● **Requirement 1**: Could you return the passage of the message on translation terminology from "Le 25/01/2017 à" to "for you support.", copied word for word?
● **Requirement 2**:
Using the message on translation terminology, what are the answers to these questions?
(a) Who leads the ongoing effort around glossaries?
(b) Which two Esperanto words are given as translations of "block (someone)"?
(c) Which documentation does the writer want to translate to Esperanto?
● **Requirement 3**: What comes next in the message on translation terminology? Write a continuation that picks up after its last sentence.

● **Supplied text**:
%%

[Translators-l] What do you understand in this utterance: "Information on the movement strategy architect team"

mathieu stumpf guntz psychoslave at culture-libre.org
Thu Jan 26 09:37:48 UTC 2017



Le 25/01/2017 à 20:35, Wiegand Alice a écrit :
> Thanks, Guillaume!
> I'm glad that Mathieu raised these question. We (WMF) have to be 
> sensitive and careful with our wording with respect to translations. 
> Being an international organization I would be happy to see us always 
> use a standard set of defined terms, short sentences and standard 
> grammar, which is much more difficult than expected. And sadly I know 
> exactly what I’m talking about. Thanks for raising awareness again!
Thank you Alice for you support.

For the "standard set of defined terms" I think that there already an 
ongoing effort <https://phabricator.wikimedia.org/T151766> around 
glossaries led by Trizek.

I'm currently gathering a set of term I find particularly recurrent 
within my translation activities to Esperanto. It departed from two wish 
I have:

  * translating the Perligata documentation
    <https://beta.wikiversity.org/wiki/Talk:Lingua::Romana::Perligata#Selektoj_dum_traduko>
    to Esperanto;
  * having a more consistent translation term set for Mediawiki.

The last one is led by observations of the various translations used for 
the same original term (for exemple, "block (someone)" which might be 
translated as "bloki" (to obstruct with a block) or "forbari" (to bar 
away). So the idea is to identify this duplicates, and at some point 
make a request for feedback from the community about what terms should 
be preferred, although in some cases I do have a strong preference (like 
"forbari"), and make a dedicated pass aiming at using homogeneous 
vocabulary after that.

%%

● **Data**:
%%

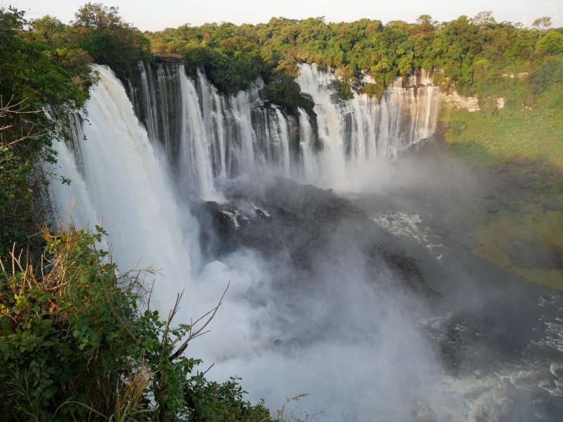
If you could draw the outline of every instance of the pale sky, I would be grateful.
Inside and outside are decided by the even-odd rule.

%%

● **Exercise response 1**:
Le 25/01/2017 à 20:35, Wiegand Alice a écrit :
> Thanks, Guillaume!
> I'm glad that Mathieu raised these question. We (WMF) have to be 
> sensitive and careful with our wording with respect to translations. 
> Being an international organization I would be happy to see us always 
> use a standard set of defined terms, short sentences and standard 
> grammar, which is much more difficult than expected. And sadly I know 
> exactly what I’m talking about. Thanks for raising awareness again!
Thank you Alice for you support.

● **Exercise response 2**:
(a) Trizek
(b) "bloki" and "forbari"
(c) The Perligata documentation

● **Exercise response 3**:
Also as I began to translate more documentation "current affairs" on 
Meta, I added more terms related to Wikimedia movement and the Wikimedia 
governance.

Of course this plan doesn't resolve the use of synonym in the source 
strings, like "delete/efface/erase/remove/suppress". There are habits 
which are more or less consistent, like you "drop" objects of databases 
(due to the SQL command), but as far as I now there is no official 
respective usage recommendations for the previous ones. So even if we 
make (when possible) a clear distinctive one-to-one correspondence for 
each synonym, there is no guarantee that it is really meaningful (which 
also make the UX slightly less consistent).

Currently I focus on the gathering task focused on the Esperanto 
translation, but later I would like to make this more generic, using 
some centralized structured data set which gather terms and short 
definitions in multiple languages. So far I didn't looked in detail how 
it would make a good match or not, but may structured data set on 
Commons might be used for that, I'm just afraid that it would make 
translation harder as, as far as I know, the Translation extension 
doesn't support that kind of input and asking translators to edit Lua 
code isn't really appropriate.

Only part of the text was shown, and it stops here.